§ **Exercise description**: Print exactly the lines from the one containing "of the hair" through the last line of the listing, both included.

[Start Given data]

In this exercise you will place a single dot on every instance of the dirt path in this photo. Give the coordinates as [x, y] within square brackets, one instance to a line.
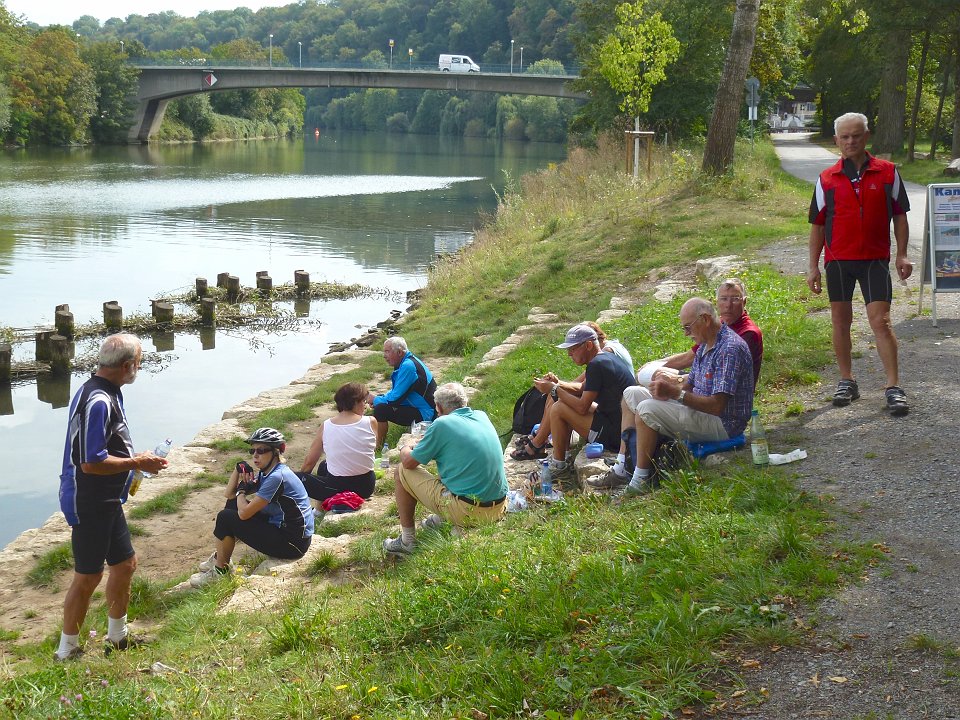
[889, 646]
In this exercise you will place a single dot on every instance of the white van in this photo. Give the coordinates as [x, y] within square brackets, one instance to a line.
[457, 63]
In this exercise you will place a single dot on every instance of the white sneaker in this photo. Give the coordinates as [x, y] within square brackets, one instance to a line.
[432, 522]
[211, 575]
[397, 547]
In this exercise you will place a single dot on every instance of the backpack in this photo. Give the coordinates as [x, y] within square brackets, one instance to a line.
[528, 411]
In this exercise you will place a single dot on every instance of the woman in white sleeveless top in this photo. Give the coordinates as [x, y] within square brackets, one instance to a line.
[348, 440]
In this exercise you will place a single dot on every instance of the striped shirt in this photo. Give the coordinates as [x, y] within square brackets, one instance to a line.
[97, 428]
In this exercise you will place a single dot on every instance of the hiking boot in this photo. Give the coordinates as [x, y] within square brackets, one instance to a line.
[127, 643]
[74, 654]
[211, 575]
[432, 522]
[896, 401]
[609, 480]
[396, 547]
[846, 392]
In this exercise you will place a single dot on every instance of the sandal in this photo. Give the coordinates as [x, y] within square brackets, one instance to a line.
[529, 452]
[896, 401]
[522, 441]
[846, 392]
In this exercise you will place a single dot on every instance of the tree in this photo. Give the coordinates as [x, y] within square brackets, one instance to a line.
[116, 83]
[633, 58]
[54, 91]
[722, 132]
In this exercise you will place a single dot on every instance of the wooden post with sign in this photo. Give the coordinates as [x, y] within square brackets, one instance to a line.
[633, 143]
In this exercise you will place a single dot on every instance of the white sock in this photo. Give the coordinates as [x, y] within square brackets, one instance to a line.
[640, 476]
[67, 644]
[116, 628]
[620, 468]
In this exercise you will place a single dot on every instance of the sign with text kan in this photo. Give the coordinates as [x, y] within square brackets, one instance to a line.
[941, 247]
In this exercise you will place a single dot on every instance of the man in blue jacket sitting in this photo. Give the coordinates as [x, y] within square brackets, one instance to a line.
[410, 399]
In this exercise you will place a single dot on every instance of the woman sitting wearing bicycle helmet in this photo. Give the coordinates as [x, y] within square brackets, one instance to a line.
[276, 520]
[349, 442]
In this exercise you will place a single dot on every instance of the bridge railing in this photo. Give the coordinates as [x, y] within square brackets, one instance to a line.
[398, 66]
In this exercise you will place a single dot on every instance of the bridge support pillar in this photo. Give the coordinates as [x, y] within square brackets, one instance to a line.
[146, 121]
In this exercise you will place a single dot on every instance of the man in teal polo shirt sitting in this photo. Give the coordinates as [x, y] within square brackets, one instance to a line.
[472, 486]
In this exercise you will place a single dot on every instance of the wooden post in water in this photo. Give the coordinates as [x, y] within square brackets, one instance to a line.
[264, 283]
[42, 352]
[64, 323]
[6, 355]
[59, 355]
[162, 311]
[208, 311]
[301, 278]
[63, 320]
[233, 288]
[112, 315]
[208, 338]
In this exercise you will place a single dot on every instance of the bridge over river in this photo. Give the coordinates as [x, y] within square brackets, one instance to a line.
[161, 84]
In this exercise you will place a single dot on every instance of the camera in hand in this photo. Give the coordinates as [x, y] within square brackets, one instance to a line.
[243, 486]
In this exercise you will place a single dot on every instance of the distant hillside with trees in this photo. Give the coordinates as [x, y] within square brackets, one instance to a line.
[892, 59]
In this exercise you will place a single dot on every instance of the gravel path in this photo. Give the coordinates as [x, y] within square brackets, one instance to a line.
[889, 646]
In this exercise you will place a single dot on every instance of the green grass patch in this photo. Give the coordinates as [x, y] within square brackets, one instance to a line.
[323, 564]
[50, 565]
[172, 501]
[612, 611]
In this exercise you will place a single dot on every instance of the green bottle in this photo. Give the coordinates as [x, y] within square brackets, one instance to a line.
[758, 440]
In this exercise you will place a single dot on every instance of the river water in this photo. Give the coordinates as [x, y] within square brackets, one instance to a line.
[84, 226]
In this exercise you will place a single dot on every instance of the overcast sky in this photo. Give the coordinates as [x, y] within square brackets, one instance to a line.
[64, 12]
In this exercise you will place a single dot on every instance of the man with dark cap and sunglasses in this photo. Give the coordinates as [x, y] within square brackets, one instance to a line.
[594, 410]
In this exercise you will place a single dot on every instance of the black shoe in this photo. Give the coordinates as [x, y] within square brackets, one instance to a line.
[846, 392]
[897, 401]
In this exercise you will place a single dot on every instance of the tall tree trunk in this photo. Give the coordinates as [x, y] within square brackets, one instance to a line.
[722, 135]
[935, 133]
[955, 149]
[892, 109]
[911, 143]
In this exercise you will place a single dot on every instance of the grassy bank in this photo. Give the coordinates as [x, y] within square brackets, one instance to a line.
[581, 609]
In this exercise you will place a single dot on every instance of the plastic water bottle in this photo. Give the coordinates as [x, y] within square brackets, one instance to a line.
[162, 450]
[758, 440]
[546, 481]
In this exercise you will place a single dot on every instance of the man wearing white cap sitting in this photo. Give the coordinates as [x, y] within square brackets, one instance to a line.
[594, 411]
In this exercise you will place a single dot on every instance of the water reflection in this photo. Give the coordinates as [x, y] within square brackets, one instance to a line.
[53, 389]
[6, 400]
[79, 226]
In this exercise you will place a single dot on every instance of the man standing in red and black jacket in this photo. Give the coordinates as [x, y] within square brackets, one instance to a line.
[853, 204]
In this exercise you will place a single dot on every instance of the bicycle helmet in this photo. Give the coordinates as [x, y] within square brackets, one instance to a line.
[268, 436]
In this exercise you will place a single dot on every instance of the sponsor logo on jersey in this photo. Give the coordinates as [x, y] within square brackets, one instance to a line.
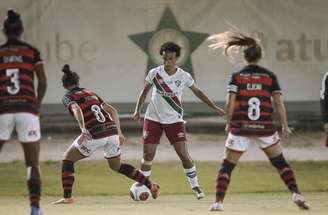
[180, 135]
[177, 83]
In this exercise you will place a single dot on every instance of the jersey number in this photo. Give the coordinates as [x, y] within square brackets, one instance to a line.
[254, 111]
[13, 74]
[98, 114]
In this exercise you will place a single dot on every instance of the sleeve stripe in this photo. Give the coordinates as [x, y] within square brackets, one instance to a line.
[232, 88]
[323, 86]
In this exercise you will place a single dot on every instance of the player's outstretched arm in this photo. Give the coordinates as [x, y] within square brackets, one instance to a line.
[42, 83]
[279, 104]
[141, 101]
[230, 106]
[202, 96]
[114, 115]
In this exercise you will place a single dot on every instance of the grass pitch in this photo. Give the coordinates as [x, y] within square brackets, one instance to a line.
[255, 189]
[235, 204]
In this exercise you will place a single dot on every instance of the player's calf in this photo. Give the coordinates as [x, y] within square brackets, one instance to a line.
[300, 202]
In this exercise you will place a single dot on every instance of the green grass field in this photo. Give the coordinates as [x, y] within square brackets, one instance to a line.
[255, 189]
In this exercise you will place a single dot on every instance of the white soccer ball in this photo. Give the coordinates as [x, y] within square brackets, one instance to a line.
[139, 192]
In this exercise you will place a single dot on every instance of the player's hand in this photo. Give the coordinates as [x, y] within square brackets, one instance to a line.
[136, 116]
[121, 139]
[219, 111]
[85, 136]
[286, 132]
[227, 128]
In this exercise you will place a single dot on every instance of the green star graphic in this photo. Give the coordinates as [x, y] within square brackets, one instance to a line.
[168, 29]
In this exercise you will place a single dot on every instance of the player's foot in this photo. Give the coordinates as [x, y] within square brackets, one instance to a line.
[36, 211]
[155, 190]
[216, 206]
[300, 202]
[198, 193]
[63, 201]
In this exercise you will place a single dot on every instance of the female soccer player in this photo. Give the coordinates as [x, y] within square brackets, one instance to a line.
[165, 112]
[19, 104]
[249, 115]
[100, 128]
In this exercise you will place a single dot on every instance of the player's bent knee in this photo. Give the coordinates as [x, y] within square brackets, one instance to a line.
[33, 171]
[146, 162]
[279, 162]
[148, 157]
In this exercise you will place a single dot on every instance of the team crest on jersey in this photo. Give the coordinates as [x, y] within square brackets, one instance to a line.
[177, 83]
[32, 133]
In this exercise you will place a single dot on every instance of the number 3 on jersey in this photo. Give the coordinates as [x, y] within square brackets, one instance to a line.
[14, 79]
[98, 114]
[254, 111]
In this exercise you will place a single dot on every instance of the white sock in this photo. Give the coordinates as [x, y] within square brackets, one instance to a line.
[192, 176]
[146, 173]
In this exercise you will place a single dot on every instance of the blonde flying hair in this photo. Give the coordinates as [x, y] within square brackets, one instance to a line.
[234, 41]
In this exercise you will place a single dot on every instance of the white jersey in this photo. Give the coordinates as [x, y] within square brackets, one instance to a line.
[165, 103]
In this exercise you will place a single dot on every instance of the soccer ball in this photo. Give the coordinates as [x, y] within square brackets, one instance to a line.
[139, 192]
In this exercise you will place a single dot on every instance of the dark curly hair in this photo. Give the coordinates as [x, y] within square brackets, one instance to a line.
[13, 25]
[69, 78]
[170, 47]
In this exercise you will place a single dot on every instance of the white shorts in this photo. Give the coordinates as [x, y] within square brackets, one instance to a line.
[27, 126]
[111, 146]
[240, 143]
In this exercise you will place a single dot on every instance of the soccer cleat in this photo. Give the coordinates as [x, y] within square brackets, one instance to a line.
[216, 206]
[300, 202]
[63, 201]
[36, 211]
[198, 192]
[155, 190]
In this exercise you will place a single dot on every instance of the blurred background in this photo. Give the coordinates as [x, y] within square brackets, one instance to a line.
[113, 43]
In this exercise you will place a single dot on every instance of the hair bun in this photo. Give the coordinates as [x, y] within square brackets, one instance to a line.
[12, 16]
[66, 69]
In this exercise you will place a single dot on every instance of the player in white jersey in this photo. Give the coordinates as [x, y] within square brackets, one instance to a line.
[165, 112]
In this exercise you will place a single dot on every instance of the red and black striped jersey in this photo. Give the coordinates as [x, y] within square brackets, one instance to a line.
[17, 62]
[97, 121]
[254, 87]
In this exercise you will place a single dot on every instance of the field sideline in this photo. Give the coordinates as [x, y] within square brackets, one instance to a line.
[255, 189]
[235, 204]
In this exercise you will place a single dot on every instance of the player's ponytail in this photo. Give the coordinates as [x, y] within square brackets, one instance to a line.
[13, 25]
[69, 78]
[235, 41]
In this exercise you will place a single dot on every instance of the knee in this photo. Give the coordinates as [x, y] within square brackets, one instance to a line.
[227, 167]
[148, 156]
[279, 162]
[115, 167]
[33, 172]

[End Given data]

§ **Written response**:
In this exercise you will place a single dot on every instance of the hair bun in this photo. Give the coordinates as [x, y] within square brackets, one instance to a line.
[12, 16]
[66, 69]
In this exercise you will place a single dot on every instance of the player in white jersey in this photo. Give the coordinates as [x, y] within square brackets, one instance to a line.
[165, 112]
In this exercise you will place a single dot on every instance of the red and black striped jersey in this photo. Give the coordinates as [x, y] within square brackets, one instance to a line.
[17, 62]
[97, 121]
[254, 87]
In this exercise you will place a single dot on every instance of the field sideline in this photo. Give the coordinates as [x, y] within square brackets, one instance to a line.
[255, 189]
[235, 204]
In this exercise you will place a single dot on every instance of the player's ponytail in this photo. Give the coordinates as [x, y] within square brackets, one instance to a line.
[13, 25]
[69, 78]
[235, 41]
In this exercise you will place a single dot on every instance of the knee in this photo. Give the coordinates as [x, y] within square brackets, one instance to a line.
[227, 167]
[148, 156]
[279, 162]
[115, 167]
[33, 172]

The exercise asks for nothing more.